Фрагмент текста >>
▼▼▼

Что же вышло? «Синица явилась зажечь море» – и только. Гоголь так дурно читает лекции в университете, что сделался посмешищем для студентов. Начальство боится, чтоб они не выкинули над ним какой-нибудь шалости, обыкновенной в таких случаях, но неприятной по последствиям. Надобно было приступить к решительной мере. Попечитель призвал его к себе и очень ласково объявил ему о неприятной молве, распространившейся о его лекциях. На минуту гордость его уступила место горькому сознанию своей неопытности и бессилия. Он был у меня и признался, что для университетских чтений надо больше опытности.
Но это в конце концов не поколебало веры Гоголя в свою всеобъемлющую гениальность. Хотя, после замечания попечителя, он должен был переменить свой надменный тон с ректором, деканом и прочими членами университета, но в кругу «своих» он все тот же всезнающий, глубокомысленный, гениальный Гоголь, каким был до сих пор. Это смешное, надутое, ребяческое самолюбие, впрочем, составляет черту характера не одного Гоголя…
А. В. Никитенко, I, 262.

▲▲▲

Строки данных >>
▼▼▼

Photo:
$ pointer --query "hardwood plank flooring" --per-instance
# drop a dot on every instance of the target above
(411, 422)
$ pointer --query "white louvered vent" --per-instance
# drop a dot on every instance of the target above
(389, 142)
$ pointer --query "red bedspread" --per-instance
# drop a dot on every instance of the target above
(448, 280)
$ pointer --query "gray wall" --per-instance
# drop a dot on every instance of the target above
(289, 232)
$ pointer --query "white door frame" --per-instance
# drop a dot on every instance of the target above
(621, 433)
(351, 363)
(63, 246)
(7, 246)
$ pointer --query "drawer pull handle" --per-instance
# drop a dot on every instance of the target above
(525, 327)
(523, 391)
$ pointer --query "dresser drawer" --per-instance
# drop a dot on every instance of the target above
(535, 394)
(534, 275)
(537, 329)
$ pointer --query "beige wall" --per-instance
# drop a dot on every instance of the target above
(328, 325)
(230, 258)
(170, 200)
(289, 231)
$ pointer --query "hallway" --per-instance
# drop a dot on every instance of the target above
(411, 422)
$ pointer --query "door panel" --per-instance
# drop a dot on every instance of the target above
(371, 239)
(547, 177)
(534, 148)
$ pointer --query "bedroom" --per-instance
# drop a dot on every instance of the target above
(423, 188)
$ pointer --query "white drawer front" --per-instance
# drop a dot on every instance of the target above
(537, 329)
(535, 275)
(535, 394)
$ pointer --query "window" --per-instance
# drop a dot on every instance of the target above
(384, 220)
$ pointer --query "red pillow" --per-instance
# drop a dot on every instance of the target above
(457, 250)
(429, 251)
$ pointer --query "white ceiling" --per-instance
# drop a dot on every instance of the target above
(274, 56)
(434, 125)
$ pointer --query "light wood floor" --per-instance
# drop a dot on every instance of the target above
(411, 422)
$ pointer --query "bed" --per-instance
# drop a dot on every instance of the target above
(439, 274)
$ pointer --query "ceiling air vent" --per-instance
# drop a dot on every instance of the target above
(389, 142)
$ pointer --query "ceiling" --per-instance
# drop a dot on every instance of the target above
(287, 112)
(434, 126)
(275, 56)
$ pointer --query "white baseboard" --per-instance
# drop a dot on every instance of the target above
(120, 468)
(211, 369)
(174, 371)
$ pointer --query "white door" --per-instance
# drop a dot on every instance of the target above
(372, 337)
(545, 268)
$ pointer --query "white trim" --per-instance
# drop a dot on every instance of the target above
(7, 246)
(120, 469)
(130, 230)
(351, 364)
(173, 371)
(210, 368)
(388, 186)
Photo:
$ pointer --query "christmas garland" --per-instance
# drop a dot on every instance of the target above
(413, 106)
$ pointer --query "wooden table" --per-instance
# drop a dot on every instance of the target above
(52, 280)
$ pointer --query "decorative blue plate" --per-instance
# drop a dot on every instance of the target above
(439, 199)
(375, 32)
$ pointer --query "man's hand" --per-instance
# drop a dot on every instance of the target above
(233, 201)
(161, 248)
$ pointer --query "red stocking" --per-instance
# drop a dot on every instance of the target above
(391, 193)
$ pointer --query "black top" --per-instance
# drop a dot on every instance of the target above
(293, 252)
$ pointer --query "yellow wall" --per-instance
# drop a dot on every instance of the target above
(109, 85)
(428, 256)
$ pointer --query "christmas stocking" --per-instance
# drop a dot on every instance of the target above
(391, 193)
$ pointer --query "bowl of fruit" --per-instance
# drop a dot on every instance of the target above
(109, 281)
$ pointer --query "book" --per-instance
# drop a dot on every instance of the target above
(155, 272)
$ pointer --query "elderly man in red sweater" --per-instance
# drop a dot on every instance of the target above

▲▲▲

Задание >>
Перепишите фрагмент о лекциях Гоголя между словами «Что же вышло?» и «надо больше опытности.» включительно, заменив «Попечитель» на «Ректор». Строки взяты из другого источника.

Ответ >>
Что же вышло? «Синица явилась зажечь море» – и только. Гоголь так дурно читает лекции в университете, что сделался посмешищем для студентов. Начальство боится, чтоб они не выкинули над ним какой-нибудь шалости, обыкновенной в таких случаях, но неприятной по последствиям. Надобно было приступить к решительной мере. Ректор призвал его к себе и очень ласково объявил ему о неприятной молве, распространившейся о его лекциях. На минуту гордость его уступила место горькому сознанию своей неопытности и бессилия. Он был у меня и признался, что для университетских чтений надо больше опытности.